Controlling Structure and Properties of Zeolites

Prepared in Organic-free Media

Zeolites are used extensively for ion-exchange, gas adsorption, and catalysis due to their unique pore structures of molecular dimensions that arise from the crystal structures. However, the majority of zeolites (>200) require an organic additive, which must be removed post-synthesis, to be formed. Removing this organic increases cost and may be hazardous to both health and the environment. These concerns limit large-scale synthesis of zeolites for practical applications primarily to the ones that are formed in the absence of organic chemicals. To this end we have identified the effects of various synthetic parameters, specifically growth solution composition, crystallization temperature, and heating time on the phase behavior of zeolite crystallization and mapped these results using ternary diagrams. We used these diagrams to characterize intercrystalline transformations and identify synthesis conditions leading to the formation of metastable zeolites.
The crystallization of two commercial zeolite structures, FAU and LTA, was correlated to the heterogeneous nature of common growth solutions under realistic growth conditions. These studies showed that phase separation indeed influences the local environment for nucleation and crystallization and provided evidence that nucleation events occur at the interface between precursor particles and growth solution. Based on these observations we proposed that nucleation within the interior of precursors would be limited due to confinement effects, leading to preferred interfacial (heterogeneous) nucleation.

* _Parts of the exercise_:
A: List the synthetic parameters that the passage on zeolite synthesis identifies as having been studied for their effects on the phase behavior of zeolite crystallization.
B: According to the passage on zeolite synthesis, where did the evidence show that nucleation events occur?
C: Write a continuation of the passage on zeolite synthesis, picking up after its final sentence.
The data that follow were taken from a separate, unrelated source.

Segmentation annotation data:
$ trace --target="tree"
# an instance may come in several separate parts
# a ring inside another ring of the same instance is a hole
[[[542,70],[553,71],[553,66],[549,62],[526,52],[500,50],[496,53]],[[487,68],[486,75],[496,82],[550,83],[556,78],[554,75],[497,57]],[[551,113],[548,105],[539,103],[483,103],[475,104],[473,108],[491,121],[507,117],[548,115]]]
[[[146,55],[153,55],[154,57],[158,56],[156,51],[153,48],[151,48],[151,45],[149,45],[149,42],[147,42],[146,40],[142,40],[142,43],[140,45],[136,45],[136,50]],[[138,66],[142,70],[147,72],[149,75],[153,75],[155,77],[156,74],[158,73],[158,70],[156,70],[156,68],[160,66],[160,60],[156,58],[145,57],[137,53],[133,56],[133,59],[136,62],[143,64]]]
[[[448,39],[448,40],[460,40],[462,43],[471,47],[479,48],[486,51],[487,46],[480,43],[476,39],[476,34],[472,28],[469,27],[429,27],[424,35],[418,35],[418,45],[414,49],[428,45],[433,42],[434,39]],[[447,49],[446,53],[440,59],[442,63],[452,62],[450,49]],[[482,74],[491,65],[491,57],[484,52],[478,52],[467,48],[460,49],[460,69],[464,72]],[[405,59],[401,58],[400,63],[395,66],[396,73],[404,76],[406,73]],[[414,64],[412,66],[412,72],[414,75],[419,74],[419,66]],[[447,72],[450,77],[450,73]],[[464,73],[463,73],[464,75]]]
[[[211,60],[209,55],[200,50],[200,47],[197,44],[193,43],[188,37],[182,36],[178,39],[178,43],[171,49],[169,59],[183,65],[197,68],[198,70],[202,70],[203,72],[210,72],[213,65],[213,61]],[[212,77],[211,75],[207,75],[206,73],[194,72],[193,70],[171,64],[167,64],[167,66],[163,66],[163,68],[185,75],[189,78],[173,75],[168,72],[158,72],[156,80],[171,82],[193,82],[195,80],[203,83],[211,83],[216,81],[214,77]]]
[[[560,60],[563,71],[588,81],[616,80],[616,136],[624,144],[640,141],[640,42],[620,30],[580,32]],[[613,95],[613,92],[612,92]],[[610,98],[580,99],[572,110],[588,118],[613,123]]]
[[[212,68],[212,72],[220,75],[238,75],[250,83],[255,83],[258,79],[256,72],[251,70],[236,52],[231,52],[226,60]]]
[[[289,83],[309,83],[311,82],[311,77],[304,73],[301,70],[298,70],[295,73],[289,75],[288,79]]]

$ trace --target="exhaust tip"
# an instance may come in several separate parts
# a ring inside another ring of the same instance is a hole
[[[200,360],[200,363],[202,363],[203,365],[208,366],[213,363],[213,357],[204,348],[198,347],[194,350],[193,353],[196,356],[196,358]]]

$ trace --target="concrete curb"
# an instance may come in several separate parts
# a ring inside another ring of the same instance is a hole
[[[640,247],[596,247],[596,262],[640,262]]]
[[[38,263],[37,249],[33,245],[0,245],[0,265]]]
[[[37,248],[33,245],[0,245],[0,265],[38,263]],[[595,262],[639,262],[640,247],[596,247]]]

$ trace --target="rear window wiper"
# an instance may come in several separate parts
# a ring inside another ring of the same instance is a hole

* _Results of the tasks_:
A: Growth solution composition, crystallization temperature, and heating time.

B: At the interface between precursor particles and growth solution.

C:
We were also able to utilize our phase diagrams to define growth conditions that would lead to zeolites of similar topology with subtle structural differences. To this end we showed the ability to control the formation of two distinct polymorphs, P1 and P2, both of which have the GIS framework. Interestingly, while nearly identical in composition and structure, these two polymorphs exhibit different gas adsorption capacities and thermal stabilities.
Furthermore, we established novel synthetic procedures for the LTA and FAU frameworks. Specifically, we designed a protocol for increasing the silica content of LTA two-fold compared to conventional materials via a cost-effective, one-step synthesis procedure. The resulting material, named HOU-2, exhibits improved thermal stability, which increases its potential use as a catalyst. Similarly, we increased the silicon-to-aluminum ratio of FAU to 3.0 (i.e., HOU-3) and demonstrated its improved properties for catalytic cracking, which is its main industrial use.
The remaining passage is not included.